* **Passage for review**
────────────────

He heads Juniper Hotels Pvt Ltd (JHPL), a hotel development and ownership company that largely works with the Hyatt Group and its several brands, such as Andaz. Saraf, an unassuming owner-hotelier, is a man of few words, opting to stay in the background and let his work do all the talking. And yet, there is no doubt that he is not just a man who means business, but also one who knows how to run a profitable business. He is the son of Radhe Shyam Saraf, a hospitality pioneer who bought the Hyatt Group to India in the early 80s when global hospitality groups did not yet have India on their radar. The company traces its origins to 1975 when it began construction of its first property, Yak and Yeti in Nepal (which ultimately opened in 1978). Much like his father, Saraf takes several calculated risks.
The Hyatt properties owned by Juniper are also known as repositories of art — for instance, the massive art project he commissioned for Grand Hyatt Mumbai years ago, or the contemporary art that forms the core of the design of the 401-rooms Andaz Delhi, a joint venture between a subsidiary of Hyatt Hotels and JHPL. Andaz was the third hospitality business venture between JHPL and Hyatt. In the next five years, JHPL is looking at investing INR 2,400 crore in the business. Saraf has tied up with the Bihar Government and Magadh University to develop a resort at Bodh Gaya through the public private partnership model, in a bid to help develop India’s spiritual and religious tourism segment.

────────────────

* **Dataset excerpts**
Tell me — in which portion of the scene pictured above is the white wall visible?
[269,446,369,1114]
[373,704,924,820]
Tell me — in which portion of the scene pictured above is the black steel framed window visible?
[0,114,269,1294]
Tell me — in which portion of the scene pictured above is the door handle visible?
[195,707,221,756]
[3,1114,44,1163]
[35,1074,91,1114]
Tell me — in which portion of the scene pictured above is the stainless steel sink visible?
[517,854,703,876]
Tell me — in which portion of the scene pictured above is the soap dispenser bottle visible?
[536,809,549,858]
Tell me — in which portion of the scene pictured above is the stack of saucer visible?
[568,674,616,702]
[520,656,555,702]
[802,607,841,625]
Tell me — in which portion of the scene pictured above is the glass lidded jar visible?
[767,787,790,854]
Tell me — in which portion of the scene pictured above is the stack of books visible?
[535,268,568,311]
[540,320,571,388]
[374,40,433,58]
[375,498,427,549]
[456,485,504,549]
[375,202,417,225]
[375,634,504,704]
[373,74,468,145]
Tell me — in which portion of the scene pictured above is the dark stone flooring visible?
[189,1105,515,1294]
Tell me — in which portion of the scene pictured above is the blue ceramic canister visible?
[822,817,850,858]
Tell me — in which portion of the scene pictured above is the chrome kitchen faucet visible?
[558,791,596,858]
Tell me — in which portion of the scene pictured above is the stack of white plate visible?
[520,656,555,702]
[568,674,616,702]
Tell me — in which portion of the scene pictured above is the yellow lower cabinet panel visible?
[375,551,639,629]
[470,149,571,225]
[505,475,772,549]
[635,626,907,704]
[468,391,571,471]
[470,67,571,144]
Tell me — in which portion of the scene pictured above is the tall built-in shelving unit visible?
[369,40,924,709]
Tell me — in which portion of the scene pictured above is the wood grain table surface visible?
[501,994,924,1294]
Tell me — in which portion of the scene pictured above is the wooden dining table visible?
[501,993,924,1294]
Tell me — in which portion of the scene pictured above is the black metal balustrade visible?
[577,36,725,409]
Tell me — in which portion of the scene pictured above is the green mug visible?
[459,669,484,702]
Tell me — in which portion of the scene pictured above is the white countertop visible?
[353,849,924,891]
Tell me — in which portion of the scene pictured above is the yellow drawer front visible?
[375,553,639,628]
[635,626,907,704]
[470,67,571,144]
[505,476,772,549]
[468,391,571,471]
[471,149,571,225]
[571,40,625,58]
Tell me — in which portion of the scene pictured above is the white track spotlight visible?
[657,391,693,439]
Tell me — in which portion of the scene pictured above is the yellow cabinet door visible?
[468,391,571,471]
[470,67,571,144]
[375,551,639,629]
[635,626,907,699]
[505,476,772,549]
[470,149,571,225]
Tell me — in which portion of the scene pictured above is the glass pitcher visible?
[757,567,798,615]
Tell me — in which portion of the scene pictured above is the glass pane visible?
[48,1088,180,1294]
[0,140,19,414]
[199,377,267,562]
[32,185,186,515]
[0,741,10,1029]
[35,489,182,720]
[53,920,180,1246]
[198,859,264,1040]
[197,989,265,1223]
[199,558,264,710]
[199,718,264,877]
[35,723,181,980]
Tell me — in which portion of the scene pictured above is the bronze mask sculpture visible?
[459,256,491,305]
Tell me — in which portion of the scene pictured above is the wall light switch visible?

────────────────

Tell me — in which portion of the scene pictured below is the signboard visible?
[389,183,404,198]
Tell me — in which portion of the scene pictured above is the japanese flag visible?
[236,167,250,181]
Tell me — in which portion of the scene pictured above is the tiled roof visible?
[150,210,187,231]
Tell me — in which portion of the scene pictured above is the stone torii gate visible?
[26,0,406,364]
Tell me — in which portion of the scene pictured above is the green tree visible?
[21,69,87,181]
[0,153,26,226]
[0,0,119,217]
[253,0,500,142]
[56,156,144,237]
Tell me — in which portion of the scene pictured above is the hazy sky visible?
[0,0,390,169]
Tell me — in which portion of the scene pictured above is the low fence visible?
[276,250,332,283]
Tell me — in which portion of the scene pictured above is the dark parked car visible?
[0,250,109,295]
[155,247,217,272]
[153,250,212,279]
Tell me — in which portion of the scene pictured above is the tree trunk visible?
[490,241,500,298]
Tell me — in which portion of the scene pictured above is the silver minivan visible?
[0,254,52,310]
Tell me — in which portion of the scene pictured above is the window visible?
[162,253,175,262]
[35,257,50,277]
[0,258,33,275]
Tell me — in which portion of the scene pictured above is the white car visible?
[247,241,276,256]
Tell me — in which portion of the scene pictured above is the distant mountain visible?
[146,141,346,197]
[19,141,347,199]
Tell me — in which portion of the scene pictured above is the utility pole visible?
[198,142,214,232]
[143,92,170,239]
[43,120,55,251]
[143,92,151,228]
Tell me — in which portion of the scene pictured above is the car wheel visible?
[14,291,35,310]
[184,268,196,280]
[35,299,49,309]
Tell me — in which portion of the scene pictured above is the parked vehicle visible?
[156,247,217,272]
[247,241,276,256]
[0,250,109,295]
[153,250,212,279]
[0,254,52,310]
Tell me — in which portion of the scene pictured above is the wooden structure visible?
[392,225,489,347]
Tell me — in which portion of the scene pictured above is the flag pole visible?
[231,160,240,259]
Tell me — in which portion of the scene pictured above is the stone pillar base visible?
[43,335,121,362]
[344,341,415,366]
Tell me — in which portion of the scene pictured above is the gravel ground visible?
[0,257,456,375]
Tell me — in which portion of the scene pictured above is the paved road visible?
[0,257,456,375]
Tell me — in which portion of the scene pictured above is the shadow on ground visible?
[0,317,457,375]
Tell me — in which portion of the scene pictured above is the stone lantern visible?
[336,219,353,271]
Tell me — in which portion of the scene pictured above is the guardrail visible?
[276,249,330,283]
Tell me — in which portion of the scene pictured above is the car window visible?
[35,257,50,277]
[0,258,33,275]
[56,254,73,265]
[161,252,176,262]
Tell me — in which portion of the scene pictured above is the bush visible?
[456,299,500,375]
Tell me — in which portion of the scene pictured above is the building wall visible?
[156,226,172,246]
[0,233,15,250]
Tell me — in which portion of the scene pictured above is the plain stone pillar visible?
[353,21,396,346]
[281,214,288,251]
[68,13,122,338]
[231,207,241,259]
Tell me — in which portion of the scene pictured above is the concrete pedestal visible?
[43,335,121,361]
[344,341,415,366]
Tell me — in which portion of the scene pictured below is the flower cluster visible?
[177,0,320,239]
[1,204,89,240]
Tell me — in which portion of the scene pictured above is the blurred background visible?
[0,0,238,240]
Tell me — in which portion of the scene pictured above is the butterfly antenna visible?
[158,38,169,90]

────────────────

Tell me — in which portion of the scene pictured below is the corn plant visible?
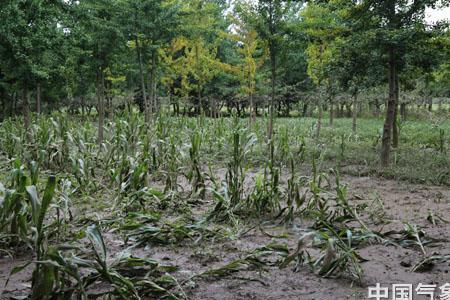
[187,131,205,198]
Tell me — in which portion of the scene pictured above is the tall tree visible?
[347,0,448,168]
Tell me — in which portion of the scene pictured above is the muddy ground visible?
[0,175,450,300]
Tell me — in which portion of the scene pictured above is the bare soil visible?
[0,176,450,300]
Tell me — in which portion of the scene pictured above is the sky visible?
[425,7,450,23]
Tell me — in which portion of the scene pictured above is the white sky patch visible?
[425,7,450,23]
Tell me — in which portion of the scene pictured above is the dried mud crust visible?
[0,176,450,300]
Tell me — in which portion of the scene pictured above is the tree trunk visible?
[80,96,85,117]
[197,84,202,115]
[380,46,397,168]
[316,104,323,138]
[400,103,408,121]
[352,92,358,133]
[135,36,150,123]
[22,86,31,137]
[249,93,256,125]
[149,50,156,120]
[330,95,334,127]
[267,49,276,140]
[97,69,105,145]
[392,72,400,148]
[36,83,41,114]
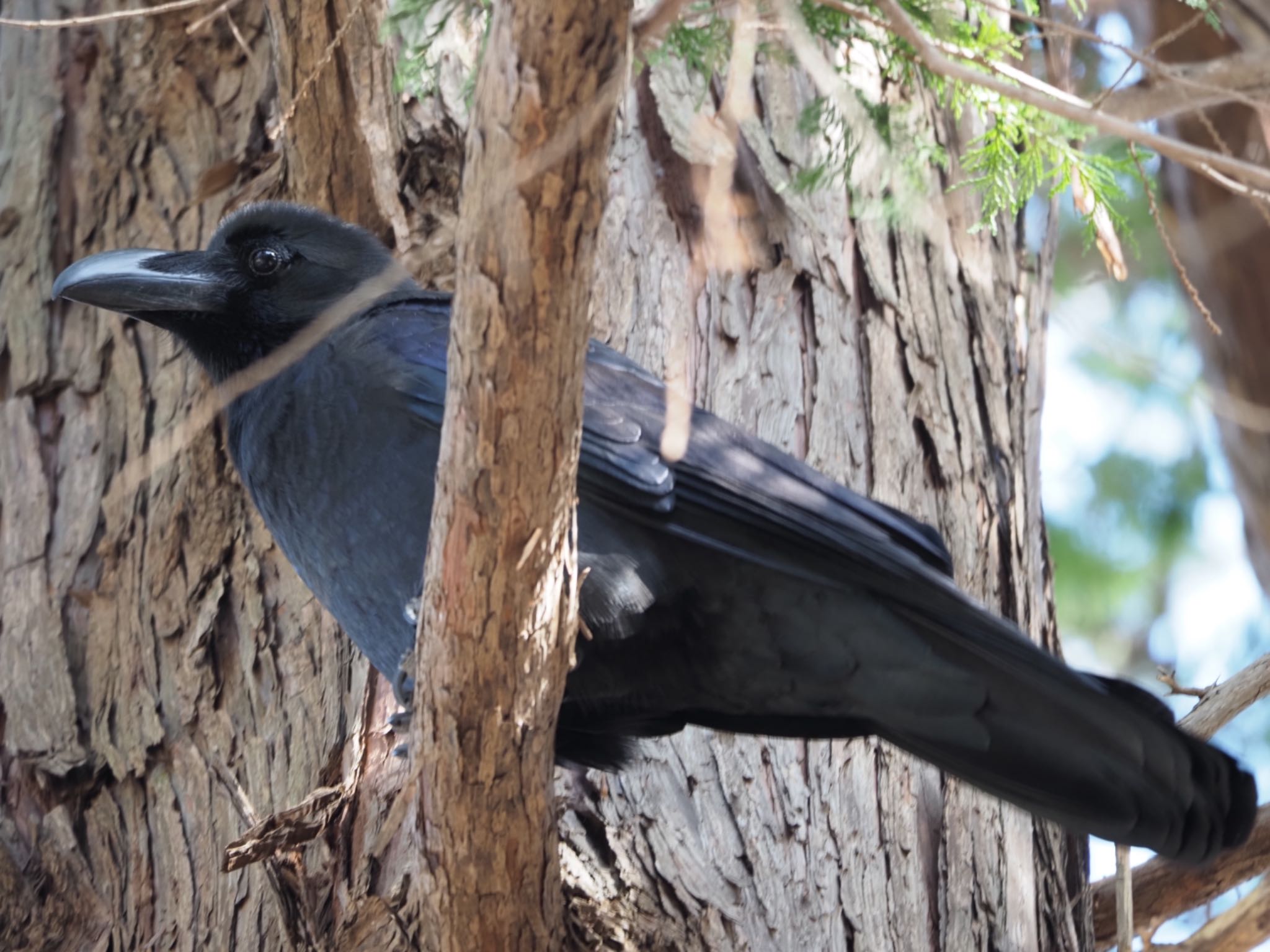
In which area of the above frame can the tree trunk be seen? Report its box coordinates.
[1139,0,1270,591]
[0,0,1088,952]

────────────────

* **Apply what you read**
a. Please answer these questions about the Juniper Hotels profile:
(i) In what year did the company begin building its first property, and what was that property?
(ii) How many rooms does Andaz Delhi have?
(iii) How much is JHPL looking at investing over the next five years?
b. Carry on the Juniper Hotels profile from its last sentence.

* **Task-by-task results**
a.
(i) 1975, Yak and Yeti in Nepal
(ii) 401
(iii) INR 2,400 crore

b.
Footsteps of Buddha Pvt Ltd, a company floated by Saraf, will invest Rs 140 crore in a 160-key resort. He is also building nine upscale and mid-market hotels in cities such as Raipur, Hampi, Lucknow, Sarnath, Guwahati, Ahmedabad, New Delhi, Jaipur, and Thiruvananthapuram, through two companies — JHPL and Chartered Hotels Pvt. Ltd, which will be managed by various Hyatt brands. For the astute owner, hospitality is an ever-evolving business that involves scouting for new markets and new formats, which will work in those markets.